— Tasks and exercises —
1 > Transcribe the open-access publishing reply word for word, beginning at "You may also" and stopping after "as primary research.".
2 > Extend the open-access publishing reply by writing what comes next after its final sentence.

— Document segment —
You ask for verifiable percentages of industrial subscriptions and
downloads. I don't have them.

First of all, the 5% I mentioned was my *estimate* based on what I
remember from when I still worked in the conventional publishing
environment. That's a few years ago now, and things may have changed, but
somehow I find it implausible that the percentage would have multiplied by
a factor of 5. I'll be as interested as you, if not more, in Crispin's
justification of the 25% he mentioned in the House of Commons inquiry.

You may also remember that I applied my estimate to *primary research
journals* (not review journals, databases and the like, let alone
advertising and other products or services). BioMed Central does not sell
*any* primary research material to anyone, so not to industry, either.
It's all open access. There is, therefore, no answer to your question of
what percentage of the BioMed Central paid-for material we sell to
industry, in the context of primary research material (that being the only
material affected by open access), simply because we no not have any
paid-for material that can be classified as primary research.

— Entries shown —
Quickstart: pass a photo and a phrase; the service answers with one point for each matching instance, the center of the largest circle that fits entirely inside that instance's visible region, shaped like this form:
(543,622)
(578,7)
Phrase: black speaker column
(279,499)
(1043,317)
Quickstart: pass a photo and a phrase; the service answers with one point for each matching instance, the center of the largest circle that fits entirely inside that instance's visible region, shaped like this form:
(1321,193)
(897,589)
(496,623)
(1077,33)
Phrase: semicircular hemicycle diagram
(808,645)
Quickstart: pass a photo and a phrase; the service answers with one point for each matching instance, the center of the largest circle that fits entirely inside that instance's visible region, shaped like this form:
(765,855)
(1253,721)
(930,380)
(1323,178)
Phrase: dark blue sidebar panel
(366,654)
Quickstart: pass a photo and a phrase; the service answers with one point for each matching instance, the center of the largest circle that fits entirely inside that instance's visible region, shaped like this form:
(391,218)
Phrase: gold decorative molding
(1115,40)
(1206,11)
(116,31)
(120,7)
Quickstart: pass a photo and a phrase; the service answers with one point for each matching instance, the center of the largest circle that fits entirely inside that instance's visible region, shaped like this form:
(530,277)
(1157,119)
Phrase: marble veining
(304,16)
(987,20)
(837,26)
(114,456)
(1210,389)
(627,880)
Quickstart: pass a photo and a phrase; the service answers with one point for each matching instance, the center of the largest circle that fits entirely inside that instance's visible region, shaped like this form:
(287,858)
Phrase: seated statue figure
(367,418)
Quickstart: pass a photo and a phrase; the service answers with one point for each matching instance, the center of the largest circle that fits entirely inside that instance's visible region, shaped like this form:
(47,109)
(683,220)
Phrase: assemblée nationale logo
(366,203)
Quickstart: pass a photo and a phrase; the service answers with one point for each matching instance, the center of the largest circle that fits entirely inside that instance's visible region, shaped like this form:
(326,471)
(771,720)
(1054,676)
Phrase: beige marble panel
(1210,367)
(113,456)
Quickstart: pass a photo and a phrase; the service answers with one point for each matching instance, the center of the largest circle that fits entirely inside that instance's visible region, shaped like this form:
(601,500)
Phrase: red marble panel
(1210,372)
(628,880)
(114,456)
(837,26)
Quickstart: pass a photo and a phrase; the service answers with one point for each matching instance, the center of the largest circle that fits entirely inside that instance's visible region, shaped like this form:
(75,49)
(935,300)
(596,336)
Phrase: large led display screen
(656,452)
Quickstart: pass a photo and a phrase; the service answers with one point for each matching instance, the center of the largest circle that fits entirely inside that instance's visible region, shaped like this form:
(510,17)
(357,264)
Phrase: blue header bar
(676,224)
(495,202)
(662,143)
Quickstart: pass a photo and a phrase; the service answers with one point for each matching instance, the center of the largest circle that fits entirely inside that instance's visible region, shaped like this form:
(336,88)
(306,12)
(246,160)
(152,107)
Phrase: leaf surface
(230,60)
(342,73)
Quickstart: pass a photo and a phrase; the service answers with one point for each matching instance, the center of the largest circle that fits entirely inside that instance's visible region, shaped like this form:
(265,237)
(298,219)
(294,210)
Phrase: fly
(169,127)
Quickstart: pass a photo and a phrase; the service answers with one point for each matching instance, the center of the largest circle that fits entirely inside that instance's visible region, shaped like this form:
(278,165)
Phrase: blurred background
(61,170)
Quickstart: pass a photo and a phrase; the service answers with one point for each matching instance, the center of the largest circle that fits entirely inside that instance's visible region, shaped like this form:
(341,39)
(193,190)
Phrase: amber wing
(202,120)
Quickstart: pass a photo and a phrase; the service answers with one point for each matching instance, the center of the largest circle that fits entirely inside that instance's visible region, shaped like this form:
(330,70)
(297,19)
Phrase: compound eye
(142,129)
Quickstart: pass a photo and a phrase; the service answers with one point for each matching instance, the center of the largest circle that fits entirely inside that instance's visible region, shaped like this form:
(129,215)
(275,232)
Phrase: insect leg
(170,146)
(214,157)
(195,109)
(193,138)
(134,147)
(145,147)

— The responses —
1 >
You may also remember that I applied my estimate to *primary research
journals* (not review journals, databases and the like, let alone
advertising and other products or services). BioMed Central does not sell
*any* primary research material to anyone, so not to industry, either.
It's all open access. There is, therefore, no answer to your question of
what percentage of the BioMed Central paid-for material we sell to
industry, in the context of primary research material (that being the only
material affected by open access), simply because we no not have any
paid-for material that can be classified as primary research.

2 >
With regard to downloads, we have statistics on totals, on downloads per
article, and on downloads per IP address (this we use to spot excessive
downloads from single IPs, in case there are attempts to artificially
boost download figures for a given article or journal; that very rarely
occurs and we remove those numbers from our statistics if it does). Only
for institutions who give us their IP ranges, do we know how many articles
they have downloaded, but those numbers constitute private information
only for them. Unless users ask us to keep a count of their downloads,
privacy considerations prevent us from keeping any specific statistics
relating to identifyable users. So there, too, I cannot give you a
percentage of the total number of downloads that's performed by industrial
users. Even if I could, one has to realise that downloads from our site
are just the bare minimum picture. Because all articles are available from
a number of known repositories and quite possibly from many more unknown
ones, we do not have, nor ever expect to have, a full picture of the
number of downloads of our articles. Judging from aggregate download
totals (not per article) we are given by the known repositories, we
estimate that it must be at least twice as many as the count from our own
website.

Best,

Jan
BioMed Central
www.biomedcentral.com

> -----Original Message-----
> From: David Goodman [mailto:David.Goodman@liu.edu]
> Sent: 04 May 2004 14:06
> To: liblicense-l@lists.yale.edu; liblicense-l@lists.yale.edu
> Subject: Industrial use and library costs
>  
> 1. As we still have no verifiable data for the proportion of industrial
> use, some estimates of the factors involved will help define the data
> needed: There would be expected to be variation by subject to subject. 
> I'd expect a higher industrial use in chemistry than in mathematics.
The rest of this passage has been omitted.